WHAT THE TASK ASKS: Rewrite the rows from the one containing "Find every scattered" through the one containing "345, 705, 382]]", requests included, and give only those rows. Multiply every bounding-box coordinate in the answers by 1.85 and round to whole numbers (halves up), but leave the numbers in the requests and their format samples unchanged.

DATA SUPPLIED:
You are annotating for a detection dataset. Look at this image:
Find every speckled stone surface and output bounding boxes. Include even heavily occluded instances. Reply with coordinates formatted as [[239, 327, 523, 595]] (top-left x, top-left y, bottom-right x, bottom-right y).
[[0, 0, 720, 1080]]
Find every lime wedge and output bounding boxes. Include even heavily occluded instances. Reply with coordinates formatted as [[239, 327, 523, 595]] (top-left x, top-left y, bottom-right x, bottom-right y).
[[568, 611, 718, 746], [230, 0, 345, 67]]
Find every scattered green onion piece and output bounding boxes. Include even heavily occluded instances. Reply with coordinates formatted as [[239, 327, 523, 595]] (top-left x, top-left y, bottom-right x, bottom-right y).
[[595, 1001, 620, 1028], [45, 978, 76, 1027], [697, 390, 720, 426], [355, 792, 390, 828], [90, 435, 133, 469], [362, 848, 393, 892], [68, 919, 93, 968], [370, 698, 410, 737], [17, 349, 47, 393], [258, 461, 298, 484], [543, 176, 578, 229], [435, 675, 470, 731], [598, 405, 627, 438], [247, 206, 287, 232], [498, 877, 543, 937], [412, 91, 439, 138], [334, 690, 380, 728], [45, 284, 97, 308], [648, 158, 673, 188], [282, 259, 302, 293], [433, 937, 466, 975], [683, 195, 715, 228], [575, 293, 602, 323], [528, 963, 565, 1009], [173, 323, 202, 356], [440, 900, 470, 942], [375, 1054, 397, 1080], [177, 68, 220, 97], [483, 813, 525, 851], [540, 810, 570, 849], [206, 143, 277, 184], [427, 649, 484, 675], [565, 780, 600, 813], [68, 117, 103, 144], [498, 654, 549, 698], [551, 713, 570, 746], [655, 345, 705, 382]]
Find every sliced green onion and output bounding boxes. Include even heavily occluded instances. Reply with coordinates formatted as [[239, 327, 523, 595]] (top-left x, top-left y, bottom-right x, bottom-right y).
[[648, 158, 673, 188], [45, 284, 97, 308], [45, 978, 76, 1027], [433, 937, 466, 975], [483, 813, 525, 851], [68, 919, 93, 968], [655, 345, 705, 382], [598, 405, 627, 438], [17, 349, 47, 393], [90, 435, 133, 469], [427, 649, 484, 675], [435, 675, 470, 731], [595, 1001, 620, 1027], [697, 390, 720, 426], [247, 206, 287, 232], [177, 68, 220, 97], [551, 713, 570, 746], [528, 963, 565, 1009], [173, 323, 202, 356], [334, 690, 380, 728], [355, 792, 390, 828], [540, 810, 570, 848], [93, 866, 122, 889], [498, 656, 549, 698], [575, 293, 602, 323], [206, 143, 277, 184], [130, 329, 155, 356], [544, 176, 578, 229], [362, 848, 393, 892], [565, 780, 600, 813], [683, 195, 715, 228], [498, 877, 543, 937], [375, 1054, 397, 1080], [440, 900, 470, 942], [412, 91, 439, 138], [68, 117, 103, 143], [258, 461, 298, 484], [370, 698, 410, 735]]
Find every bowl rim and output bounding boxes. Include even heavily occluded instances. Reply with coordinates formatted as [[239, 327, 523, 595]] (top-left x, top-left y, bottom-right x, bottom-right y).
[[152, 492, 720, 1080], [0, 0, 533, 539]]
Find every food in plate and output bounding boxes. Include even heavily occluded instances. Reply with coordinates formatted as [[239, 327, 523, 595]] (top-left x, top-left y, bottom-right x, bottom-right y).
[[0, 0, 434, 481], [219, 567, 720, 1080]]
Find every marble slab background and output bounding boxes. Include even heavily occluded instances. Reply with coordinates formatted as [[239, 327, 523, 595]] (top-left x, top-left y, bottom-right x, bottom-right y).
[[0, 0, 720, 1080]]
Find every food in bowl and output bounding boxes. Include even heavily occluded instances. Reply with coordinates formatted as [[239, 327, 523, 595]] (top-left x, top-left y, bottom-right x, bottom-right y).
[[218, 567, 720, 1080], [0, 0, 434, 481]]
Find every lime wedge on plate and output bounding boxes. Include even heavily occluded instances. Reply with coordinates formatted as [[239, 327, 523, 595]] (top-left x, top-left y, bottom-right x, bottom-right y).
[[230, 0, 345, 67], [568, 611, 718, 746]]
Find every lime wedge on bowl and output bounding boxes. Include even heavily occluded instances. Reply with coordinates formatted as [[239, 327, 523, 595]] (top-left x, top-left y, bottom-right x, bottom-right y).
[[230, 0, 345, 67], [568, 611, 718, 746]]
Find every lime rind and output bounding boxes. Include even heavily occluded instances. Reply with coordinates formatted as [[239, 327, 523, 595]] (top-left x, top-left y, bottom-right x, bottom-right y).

TASK SOLUTION:
Find every scattered green onion piece and output bounding boxes. Include even heavily occluded instances. Reply with coordinates formatted as [[239, 327, 523, 595]] (top-left x, top-left y, bottom-right x, bottom-right y).
[[1101, 1852, 1147, 1902], [83, 1809, 141, 1900], [1289, 722, 1332, 788], [657, 1465, 722, 1532], [167, 805, 246, 868], [670, 1569, 727, 1650], [126, 1700, 172, 1791], [685, 1291, 759, 1363], [31, 646, 87, 727], [477, 853, 551, 895], [1005, 326, 1069, 424], [805, 1249, 870, 1352], [1106, 749, 1160, 810], [457, 381, 531, 429], [921, 1622, 1005, 1733], [762, 168, 812, 255], [618, 1277, 703, 1347], [83, 525, 179, 570], [1199, 292, 1245, 348], [522, 479, 559, 542], [801, 1733, 862, 1804], [1264, 361, 1323, 422], [1064, 542, 1114, 598], [977, 1782, 1045, 1867], [320, 598, 374, 659], [814, 1665, 870, 1743], [694, 1950, 734, 1998], [327, 126, 407, 179], [894, 1504, 971, 1574], [999, 1499, 1055, 1571], [381, 265, 512, 340], [790, 1201, 895, 1249], [1045, 1443, 1110, 1504], [126, 216, 191, 266], [921, 1210, 1016, 1291], [1019, 1319, 1055, 1380], [1212, 638, 1304, 707]]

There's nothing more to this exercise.